→ **Task statement**
Write out every line of the records below, requests included, and shift each coordinate in the answers by adding -120 to it while keeping the numbers in the requests and their format samples as they are. Omit the pictures from your reply.

[Start Provided information]

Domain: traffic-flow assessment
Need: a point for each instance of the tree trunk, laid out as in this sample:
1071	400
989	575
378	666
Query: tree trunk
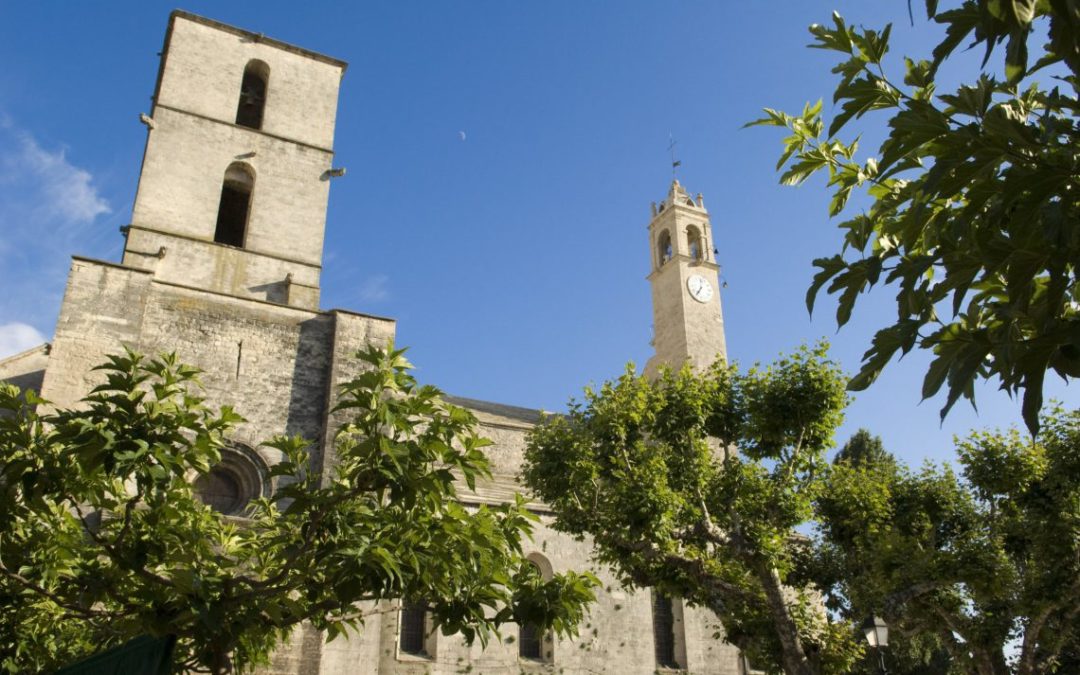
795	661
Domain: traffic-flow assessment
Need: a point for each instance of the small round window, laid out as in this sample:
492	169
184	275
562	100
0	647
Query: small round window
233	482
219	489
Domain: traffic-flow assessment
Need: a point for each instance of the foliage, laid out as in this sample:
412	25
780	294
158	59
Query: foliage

[End Provided information]

→ **Written reply**
Domain: traffic-flow assessment
Need: a point for each instance of the tree trunk, laid out as in this sample:
1071	400
989	575
378	666
Query: tree trunk
675	541
Domain: traffic-flow assessment
Need: a point for each instance of the small round window, laid out as in this sample:
492	169
184	275
562	100
0	647
Query: small round window
113	362
99	369
Domain: traffic-flow assessment
Need: a point for each instance of the foliage, laid out as in this sample:
412	25
780	294
158	59
Query: foliage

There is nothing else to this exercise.